- Written problem
Change every "pixel coordinates" in the listing below to "pixel positions" and leave all other text as it is.

[Items from a data source]
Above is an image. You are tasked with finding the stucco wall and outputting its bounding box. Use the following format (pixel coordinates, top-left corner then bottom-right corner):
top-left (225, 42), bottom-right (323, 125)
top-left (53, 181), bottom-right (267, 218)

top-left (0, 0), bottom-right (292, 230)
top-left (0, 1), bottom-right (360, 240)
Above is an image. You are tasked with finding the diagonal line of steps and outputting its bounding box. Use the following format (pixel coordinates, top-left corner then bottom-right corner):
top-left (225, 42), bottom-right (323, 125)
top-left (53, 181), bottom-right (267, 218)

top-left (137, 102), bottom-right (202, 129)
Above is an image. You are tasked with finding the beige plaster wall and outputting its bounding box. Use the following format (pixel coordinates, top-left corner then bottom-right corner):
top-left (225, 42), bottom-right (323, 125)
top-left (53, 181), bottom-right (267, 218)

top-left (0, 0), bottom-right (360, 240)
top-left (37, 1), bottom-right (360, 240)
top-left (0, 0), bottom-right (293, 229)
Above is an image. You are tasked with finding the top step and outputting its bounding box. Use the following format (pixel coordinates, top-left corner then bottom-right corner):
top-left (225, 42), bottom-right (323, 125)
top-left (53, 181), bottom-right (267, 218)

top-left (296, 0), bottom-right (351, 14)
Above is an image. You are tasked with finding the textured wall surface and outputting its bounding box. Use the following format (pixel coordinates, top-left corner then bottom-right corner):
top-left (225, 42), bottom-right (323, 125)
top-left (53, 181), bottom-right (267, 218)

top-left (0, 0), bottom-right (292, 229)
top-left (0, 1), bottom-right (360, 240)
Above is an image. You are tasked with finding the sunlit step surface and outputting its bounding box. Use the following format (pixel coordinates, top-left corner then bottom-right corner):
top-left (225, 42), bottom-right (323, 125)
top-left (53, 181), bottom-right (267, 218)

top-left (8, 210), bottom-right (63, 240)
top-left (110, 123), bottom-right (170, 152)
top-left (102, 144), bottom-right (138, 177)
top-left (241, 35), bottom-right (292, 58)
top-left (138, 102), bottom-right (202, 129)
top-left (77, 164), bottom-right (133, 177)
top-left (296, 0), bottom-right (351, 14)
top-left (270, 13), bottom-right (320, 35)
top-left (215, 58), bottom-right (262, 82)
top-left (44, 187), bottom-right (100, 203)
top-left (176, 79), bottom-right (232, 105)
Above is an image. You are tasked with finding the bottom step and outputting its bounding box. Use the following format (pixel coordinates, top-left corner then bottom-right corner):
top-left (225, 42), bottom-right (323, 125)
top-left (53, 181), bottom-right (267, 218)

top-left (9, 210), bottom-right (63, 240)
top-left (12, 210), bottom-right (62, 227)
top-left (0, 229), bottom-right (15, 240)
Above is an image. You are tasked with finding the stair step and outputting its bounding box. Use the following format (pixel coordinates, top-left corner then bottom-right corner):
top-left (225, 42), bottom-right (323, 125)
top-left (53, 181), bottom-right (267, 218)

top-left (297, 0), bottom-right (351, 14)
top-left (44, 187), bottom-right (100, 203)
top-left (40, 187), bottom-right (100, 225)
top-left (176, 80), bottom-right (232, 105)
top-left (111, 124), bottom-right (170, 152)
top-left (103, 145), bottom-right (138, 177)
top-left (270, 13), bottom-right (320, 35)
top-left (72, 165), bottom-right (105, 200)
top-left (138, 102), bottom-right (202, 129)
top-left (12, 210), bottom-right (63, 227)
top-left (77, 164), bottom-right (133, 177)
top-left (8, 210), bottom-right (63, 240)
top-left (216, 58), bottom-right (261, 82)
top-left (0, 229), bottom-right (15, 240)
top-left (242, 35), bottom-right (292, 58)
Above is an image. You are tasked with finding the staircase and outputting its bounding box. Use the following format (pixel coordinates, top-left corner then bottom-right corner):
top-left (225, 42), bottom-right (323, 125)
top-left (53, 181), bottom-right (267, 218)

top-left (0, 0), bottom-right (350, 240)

- Written reply
Above is an image. You are tasked with finding the stucco wall and outputting its bounding box. Use the following format (pixel positions, top-left corner then bottom-right corner):
top-left (225, 42), bottom-right (323, 125)
top-left (53, 181), bottom-right (267, 218)

top-left (0, 0), bottom-right (292, 230)
top-left (0, 1), bottom-right (360, 240)
Above is an image. You are tasked with finding the diagonal line of steps and outputting its bounding box. Use the following format (pixel positions, top-left corner then bottom-right corner):
top-left (225, 42), bottom-right (323, 125)
top-left (53, 181), bottom-right (267, 218)

top-left (137, 102), bottom-right (202, 129)
Above is an image. You are tasked with finding the beige plaster wall and outputting its bounding box. Use the following format (pixel positions, top-left corner then bottom-right corner):
top-left (225, 42), bottom-right (323, 125)
top-left (53, 181), bottom-right (267, 218)

top-left (0, 0), bottom-right (360, 240)
top-left (37, 1), bottom-right (360, 240)
top-left (0, 0), bottom-right (293, 229)
Above is an image. You are tasked with finding the top step and outputting its bounding box. Use the following format (pixel positions, top-left corner then bottom-right corner):
top-left (225, 42), bottom-right (323, 125)
top-left (53, 181), bottom-right (267, 218)

top-left (296, 0), bottom-right (351, 14)
Above is an image. You are tasked with finding the textured wall surface and outputting its bounding box. Use the following format (pixel positions, top-left corner then bottom-right corner):
top-left (225, 42), bottom-right (323, 125)
top-left (53, 181), bottom-right (267, 218)

top-left (0, 0), bottom-right (292, 229)
top-left (0, 1), bottom-right (360, 240)
Above is an image. You are tasked with finding the sunlit step surface and outputting its bounding box. Use the following format (pixel positions, top-left corner then bottom-right corner):
top-left (225, 42), bottom-right (323, 125)
top-left (53, 181), bottom-right (267, 218)

top-left (8, 210), bottom-right (63, 240)
top-left (110, 123), bottom-right (170, 152)
top-left (102, 144), bottom-right (138, 177)
top-left (241, 35), bottom-right (292, 58)
top-left (138, 102), bottom-right (202, 129)
top-left (77, 164), bottom-right (133, 177)
top-left (296, 0), bottom-right (351, 14)
top-left (270, 13), bottom-right (320, 35)
top-left (215, 58), bottom-right (262, 82)
top-left (44, 187), bottom-right (100, 203)
top-left (176, 79), bottom-right (232, 105)
Above is an image. You are tasked with finding the bottom step and outputting its bounding box. Use the following format (pixel positions, top-left corner then bottom-right corner):
top-left (225, 42), bottom-right (323, 125)
top-left (53, 181), bottom-right (267, 218)

top-left (9, 210), bottom-right (63, 240)
top-left (12, 210), bottom-right (62, 227)
top-left (0, 229), bottom-right (15, 240)
Above is an image. You are tasked with finding the stair step and outputting its bounding box. Use the following format (pixel positions, top-left corner then bottom-right corner):
top-left (225, 42), bottom-right (323, 125)
top-left (53, 181), bottom-right (267, 218)

top-left (297, 0), bottom-right (351, 14)
top-left (44, 187), bottom-right (100, 203)
top-left (40, 187), bottom-right (100, 225)
top-left (176, 80), bottom-right (232, 105)
top-left (111, 124), bottom-right (170, 152)
top-left (103, 145), bottom-right (138, 177)
top-left (270, 13), bottom-right (320, 35)
top-left (72, 165), bottom-right (105, 200)
top-left (138, 102), bottom-right (202, 129)
top-left (12, 210), bottom-right (63, 227)
top-left (77, 164), bottom-right (133, 177)
top-left (8, 210), bottom-right (63, 240)
top-left (216, 58), bottom-right (261, 82)
top-left (0, 229), bottom-right (15, 240)
top-left (242, 35), bottom-right (292, 58)
Above is an image. You are tasked with finding the staircase and outputting its bounding box. Use the following format (pixel positions, top-left corner then bottom-right corner):
top-left (225, 42), bottom-right (323, 125)
top-left (53, 181), bottom-right (267, 218)

top-left (0, 0), bottom-right (350, 240)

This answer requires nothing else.